» **Given task**
Reproduce the data below line for line, with no changes.

» **Material**
>>>>>

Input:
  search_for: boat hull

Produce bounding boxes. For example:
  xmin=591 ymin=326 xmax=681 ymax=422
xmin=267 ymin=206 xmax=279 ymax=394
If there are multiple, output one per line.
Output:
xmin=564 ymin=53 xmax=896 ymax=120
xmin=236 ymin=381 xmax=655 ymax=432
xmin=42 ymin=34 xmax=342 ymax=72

<<<<<

» **Answer below**
Input:
  search_for: boat hull

Produce bounding boxes. For example:
  xmin=591 ymin=326 xmax=681 ymax=422
xmin=267 ymin=206 xmax=279 ymax=394
If there are multiple, output one per line.
Output:
xmin=564 ymin=53 xmax=896 ymax=120
xmin=236 ymin=381 xmax=655 ymax=432
xmin=42 ymin=34 xmax=342 ymax=72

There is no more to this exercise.